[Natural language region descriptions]
[Start of Attachment]
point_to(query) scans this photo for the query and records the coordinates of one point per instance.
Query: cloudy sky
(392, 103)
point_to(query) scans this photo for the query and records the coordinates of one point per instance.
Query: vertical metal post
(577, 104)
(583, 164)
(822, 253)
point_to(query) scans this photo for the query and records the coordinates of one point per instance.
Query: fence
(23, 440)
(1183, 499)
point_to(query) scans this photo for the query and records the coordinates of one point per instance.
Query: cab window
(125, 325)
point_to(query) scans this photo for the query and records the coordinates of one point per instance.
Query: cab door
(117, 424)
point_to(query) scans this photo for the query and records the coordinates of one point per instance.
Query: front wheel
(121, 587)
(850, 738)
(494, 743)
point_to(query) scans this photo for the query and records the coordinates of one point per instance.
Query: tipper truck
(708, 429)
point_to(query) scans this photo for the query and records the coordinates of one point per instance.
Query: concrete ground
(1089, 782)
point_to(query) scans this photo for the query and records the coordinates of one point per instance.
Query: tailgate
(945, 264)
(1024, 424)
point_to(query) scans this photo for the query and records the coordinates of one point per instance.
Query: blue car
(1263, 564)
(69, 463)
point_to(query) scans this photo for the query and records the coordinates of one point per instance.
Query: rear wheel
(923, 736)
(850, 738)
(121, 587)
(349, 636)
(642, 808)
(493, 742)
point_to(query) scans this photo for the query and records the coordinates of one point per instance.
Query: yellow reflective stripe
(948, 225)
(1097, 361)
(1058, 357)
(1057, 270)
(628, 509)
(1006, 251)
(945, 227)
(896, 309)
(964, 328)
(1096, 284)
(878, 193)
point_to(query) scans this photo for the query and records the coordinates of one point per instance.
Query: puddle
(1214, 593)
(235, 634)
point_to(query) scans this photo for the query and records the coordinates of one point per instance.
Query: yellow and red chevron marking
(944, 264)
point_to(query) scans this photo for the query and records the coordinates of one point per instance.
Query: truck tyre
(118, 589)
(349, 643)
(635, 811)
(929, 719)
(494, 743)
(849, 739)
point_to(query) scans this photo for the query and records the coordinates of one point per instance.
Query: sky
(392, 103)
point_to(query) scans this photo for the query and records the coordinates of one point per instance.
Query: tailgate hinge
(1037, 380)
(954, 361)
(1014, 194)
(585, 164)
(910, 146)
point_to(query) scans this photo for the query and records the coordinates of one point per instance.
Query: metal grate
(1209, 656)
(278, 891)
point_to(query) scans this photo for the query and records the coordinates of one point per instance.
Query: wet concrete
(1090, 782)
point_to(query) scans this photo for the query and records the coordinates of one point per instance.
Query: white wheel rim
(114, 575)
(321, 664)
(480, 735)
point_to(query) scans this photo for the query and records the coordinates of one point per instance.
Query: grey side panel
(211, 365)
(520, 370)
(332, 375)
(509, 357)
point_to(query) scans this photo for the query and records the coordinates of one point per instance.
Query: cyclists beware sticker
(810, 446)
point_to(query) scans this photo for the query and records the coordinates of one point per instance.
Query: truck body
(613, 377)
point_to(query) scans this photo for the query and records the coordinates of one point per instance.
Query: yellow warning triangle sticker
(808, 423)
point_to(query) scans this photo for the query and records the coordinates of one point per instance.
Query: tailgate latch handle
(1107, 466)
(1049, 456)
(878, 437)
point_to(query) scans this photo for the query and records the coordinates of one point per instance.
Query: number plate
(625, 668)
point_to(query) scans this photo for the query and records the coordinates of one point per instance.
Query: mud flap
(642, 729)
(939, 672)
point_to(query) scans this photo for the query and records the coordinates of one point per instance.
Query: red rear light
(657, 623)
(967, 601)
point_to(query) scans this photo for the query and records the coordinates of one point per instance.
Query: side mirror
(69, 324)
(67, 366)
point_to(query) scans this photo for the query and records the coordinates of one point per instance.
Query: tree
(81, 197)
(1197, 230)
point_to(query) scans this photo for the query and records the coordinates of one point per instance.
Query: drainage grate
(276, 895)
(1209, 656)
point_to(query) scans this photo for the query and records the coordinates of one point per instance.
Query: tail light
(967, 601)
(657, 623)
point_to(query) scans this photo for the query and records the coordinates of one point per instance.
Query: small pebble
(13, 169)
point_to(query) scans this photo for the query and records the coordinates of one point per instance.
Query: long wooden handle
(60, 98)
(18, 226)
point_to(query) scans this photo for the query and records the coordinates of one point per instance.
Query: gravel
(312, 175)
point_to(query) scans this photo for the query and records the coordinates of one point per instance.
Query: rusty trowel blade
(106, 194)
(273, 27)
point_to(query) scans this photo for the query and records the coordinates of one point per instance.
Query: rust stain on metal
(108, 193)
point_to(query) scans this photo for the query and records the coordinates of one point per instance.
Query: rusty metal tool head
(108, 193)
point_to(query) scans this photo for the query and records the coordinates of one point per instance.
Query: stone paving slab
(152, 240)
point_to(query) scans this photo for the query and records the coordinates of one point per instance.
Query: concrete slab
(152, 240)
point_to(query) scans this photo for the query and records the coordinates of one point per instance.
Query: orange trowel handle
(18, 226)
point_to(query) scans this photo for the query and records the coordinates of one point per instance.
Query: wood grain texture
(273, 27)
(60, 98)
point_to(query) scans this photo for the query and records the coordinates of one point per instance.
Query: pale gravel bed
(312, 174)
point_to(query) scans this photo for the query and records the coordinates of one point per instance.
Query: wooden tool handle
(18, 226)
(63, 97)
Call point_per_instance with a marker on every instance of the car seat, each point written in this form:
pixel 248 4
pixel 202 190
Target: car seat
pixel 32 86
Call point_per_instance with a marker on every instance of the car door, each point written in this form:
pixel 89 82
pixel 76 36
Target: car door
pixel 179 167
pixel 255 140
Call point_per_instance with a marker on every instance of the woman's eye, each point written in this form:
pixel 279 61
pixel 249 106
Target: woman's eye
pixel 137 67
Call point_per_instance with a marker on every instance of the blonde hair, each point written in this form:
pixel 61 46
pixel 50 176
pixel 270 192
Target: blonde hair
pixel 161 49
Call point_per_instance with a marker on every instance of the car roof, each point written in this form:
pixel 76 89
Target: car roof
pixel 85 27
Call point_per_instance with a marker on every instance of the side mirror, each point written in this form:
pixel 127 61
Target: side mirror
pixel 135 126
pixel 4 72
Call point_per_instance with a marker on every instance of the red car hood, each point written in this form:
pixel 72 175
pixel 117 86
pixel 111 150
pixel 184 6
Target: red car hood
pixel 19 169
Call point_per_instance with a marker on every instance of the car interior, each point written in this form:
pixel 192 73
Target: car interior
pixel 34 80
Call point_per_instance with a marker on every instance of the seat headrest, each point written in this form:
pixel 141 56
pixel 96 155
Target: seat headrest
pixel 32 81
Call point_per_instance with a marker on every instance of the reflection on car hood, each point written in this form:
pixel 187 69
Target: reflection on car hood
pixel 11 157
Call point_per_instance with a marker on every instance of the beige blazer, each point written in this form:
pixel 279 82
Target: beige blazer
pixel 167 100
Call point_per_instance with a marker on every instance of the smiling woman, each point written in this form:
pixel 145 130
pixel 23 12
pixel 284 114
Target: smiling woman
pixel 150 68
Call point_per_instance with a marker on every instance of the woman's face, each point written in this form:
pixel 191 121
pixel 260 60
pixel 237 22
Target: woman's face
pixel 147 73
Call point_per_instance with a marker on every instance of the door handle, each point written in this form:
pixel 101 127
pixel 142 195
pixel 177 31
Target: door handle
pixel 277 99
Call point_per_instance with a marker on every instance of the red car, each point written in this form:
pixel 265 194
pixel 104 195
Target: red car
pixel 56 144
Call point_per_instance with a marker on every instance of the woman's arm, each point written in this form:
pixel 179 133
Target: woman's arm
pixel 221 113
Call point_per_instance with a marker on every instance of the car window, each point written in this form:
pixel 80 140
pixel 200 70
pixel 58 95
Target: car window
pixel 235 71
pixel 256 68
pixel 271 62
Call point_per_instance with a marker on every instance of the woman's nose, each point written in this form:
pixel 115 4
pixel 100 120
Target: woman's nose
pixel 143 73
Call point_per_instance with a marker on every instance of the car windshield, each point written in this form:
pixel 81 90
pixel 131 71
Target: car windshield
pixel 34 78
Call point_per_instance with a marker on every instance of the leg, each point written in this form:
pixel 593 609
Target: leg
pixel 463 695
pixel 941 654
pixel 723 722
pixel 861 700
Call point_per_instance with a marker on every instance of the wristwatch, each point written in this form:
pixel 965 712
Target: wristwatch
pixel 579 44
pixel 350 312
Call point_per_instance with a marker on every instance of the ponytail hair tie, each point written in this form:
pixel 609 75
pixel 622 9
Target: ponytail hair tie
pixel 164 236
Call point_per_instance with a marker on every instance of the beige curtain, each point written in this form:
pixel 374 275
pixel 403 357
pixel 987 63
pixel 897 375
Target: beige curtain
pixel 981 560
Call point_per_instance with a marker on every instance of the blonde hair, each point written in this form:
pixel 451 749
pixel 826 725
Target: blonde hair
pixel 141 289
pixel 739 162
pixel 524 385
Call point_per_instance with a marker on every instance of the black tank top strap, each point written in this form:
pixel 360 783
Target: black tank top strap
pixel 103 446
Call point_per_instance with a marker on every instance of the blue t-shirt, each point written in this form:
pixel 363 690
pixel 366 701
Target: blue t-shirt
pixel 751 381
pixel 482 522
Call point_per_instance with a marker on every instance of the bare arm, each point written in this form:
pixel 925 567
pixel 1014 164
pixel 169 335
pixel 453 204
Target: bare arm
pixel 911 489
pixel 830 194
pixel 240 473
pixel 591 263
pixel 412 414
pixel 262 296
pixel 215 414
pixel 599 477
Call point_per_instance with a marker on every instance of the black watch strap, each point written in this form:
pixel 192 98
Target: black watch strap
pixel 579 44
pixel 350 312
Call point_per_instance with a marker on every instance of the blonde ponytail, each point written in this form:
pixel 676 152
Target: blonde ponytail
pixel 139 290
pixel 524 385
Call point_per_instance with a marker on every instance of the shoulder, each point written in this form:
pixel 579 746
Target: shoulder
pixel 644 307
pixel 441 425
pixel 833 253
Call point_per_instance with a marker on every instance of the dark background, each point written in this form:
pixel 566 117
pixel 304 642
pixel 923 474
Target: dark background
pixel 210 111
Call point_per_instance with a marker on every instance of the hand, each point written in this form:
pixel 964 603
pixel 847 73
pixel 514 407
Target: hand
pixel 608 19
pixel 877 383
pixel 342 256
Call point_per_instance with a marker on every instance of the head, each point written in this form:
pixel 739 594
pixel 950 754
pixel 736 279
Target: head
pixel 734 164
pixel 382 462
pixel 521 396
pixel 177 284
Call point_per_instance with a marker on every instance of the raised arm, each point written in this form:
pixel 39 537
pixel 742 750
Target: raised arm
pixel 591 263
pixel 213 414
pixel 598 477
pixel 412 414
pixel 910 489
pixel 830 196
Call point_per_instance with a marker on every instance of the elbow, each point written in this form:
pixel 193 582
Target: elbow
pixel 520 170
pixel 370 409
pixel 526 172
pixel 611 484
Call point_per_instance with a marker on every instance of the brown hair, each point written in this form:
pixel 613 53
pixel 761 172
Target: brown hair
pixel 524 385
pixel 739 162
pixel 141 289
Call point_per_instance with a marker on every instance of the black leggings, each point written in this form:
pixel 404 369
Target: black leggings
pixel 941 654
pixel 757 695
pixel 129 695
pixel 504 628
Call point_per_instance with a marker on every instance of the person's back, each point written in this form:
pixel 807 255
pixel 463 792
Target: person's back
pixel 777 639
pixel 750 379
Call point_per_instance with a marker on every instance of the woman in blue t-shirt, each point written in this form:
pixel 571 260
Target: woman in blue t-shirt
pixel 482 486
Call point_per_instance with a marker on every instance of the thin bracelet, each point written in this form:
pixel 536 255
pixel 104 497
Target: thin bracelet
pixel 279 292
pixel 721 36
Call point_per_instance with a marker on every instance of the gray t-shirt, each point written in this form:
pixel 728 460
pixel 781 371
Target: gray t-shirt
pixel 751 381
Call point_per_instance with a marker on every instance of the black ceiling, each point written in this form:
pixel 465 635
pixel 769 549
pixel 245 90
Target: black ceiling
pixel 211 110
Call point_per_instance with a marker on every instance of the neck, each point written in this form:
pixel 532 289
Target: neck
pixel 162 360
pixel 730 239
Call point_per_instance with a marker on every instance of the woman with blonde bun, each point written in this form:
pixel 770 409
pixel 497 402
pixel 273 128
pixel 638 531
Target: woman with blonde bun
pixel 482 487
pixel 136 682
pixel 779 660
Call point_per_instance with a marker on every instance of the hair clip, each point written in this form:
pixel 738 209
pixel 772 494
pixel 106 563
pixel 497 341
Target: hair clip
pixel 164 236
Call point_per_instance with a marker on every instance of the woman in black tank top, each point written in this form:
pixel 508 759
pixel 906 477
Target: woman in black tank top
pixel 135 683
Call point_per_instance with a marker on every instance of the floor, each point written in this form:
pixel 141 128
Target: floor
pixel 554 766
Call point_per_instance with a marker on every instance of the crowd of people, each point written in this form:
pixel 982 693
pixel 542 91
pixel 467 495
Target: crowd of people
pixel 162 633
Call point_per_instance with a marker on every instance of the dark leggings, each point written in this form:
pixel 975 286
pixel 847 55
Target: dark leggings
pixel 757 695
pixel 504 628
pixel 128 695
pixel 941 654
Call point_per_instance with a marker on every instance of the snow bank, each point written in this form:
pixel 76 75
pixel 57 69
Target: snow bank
[End of Attachment]
■ WHAT YOU HAVE TO DO
Only lines containing the word "bank" should appear in the answer, and every such line from the records above must be there.

■ SOLUTION TO THIS TASK
Call point_per_instance with a marker on every instance of the snow bank, each point written in this form:
Target: snow bank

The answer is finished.